● Task item: After locating the line with "the road surface", reproduce that line and every one following it exactly, up to the end of the entries.

● Point localization data:
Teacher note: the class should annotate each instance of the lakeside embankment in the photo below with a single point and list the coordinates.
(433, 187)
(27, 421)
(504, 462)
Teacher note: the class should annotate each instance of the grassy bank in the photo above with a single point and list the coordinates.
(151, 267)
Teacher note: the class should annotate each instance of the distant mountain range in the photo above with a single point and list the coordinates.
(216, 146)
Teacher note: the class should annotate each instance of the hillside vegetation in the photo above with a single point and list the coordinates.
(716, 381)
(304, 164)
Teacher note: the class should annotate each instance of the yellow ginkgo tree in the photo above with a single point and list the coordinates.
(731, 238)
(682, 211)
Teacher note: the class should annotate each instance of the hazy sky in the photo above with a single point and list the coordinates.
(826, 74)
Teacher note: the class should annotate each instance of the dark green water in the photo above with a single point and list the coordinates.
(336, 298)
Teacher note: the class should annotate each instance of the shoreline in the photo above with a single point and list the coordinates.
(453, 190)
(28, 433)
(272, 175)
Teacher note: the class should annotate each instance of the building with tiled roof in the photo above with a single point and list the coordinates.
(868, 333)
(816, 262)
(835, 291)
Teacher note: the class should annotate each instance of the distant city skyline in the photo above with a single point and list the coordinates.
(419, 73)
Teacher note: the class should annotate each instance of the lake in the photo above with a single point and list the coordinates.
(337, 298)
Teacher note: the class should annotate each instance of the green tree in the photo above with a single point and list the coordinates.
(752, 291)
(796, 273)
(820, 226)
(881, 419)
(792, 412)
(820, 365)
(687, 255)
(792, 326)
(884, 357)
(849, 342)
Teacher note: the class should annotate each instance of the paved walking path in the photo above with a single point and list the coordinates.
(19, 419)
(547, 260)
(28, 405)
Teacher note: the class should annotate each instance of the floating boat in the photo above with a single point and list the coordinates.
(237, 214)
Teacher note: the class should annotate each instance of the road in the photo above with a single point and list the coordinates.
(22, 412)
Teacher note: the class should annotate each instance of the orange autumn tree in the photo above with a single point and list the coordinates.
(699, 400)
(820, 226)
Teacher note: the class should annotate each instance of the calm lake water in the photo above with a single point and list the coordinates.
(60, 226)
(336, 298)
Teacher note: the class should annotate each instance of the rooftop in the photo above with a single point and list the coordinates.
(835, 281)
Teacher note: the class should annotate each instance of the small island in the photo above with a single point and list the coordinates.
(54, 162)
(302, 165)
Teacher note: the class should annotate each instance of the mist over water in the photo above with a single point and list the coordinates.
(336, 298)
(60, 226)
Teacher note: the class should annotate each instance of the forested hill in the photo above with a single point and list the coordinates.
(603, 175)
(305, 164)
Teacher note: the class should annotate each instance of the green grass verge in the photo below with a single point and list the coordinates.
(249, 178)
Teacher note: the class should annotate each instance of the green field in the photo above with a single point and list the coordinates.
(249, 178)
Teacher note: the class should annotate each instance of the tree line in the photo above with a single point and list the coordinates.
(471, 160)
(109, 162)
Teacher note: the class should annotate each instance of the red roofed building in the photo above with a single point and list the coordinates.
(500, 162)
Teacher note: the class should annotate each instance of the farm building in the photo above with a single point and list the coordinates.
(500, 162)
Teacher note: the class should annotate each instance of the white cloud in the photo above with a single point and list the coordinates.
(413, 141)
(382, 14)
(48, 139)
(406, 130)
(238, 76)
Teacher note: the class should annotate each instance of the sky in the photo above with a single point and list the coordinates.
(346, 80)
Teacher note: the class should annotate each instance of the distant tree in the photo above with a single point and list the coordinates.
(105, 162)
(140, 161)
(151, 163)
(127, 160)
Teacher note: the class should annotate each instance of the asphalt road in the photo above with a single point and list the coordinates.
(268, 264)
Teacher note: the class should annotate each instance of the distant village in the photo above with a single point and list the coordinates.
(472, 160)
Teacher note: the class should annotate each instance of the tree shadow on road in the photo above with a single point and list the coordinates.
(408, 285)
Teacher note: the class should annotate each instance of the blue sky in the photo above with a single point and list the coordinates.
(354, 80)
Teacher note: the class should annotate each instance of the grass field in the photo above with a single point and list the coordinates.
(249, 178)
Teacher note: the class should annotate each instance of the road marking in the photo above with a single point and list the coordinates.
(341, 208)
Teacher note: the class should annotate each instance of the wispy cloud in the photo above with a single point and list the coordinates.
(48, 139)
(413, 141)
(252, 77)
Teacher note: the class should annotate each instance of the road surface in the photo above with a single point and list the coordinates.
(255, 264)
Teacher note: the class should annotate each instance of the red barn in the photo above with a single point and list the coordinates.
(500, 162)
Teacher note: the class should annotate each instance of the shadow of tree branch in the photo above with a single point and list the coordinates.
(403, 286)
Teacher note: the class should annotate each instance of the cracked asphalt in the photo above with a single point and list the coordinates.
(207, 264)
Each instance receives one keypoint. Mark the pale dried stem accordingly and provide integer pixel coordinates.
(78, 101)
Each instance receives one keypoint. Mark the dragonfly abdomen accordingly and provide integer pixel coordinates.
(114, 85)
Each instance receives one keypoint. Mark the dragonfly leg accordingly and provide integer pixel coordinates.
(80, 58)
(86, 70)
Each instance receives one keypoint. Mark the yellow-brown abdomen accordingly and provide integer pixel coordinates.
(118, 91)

● Result of this task:
Teacher note: the class should annotate each instance of the road surface in the photo above with a single point and list the coordinates.
(255, 264)
Teacher note: the class should annotate each instance of the red barn in the photo above with a single point and list the coordinates.
(500, 162)
Teacher note: the class should annotate each instance of the shadow of tree branch in the photo above with a single point and list the coordinates.
(403, 286)
Teacher note: the class should annotate each instance of the cracked asphalt in the photo above with a single point and list the coordinates.
(207, 264)
Each instance receives one keypoint. Mark the pale dried stem accordingly and provide integer pixel coordinates.
(78, 101)
Each instance receives one keypoint. Mark the dragonfly abdomen accordingly and provide integer pixel coordinates.
(114, 85)
Each instance receives one keypoint. Mark the dragonfly leg accordingly and provide integer pixel coordinates.
(80, 58)
(86, 70)
Each instance receives one keypoint. Mark the yellow-brown abdomen accordingly and provide integer pixel coordinates.
(118, 91)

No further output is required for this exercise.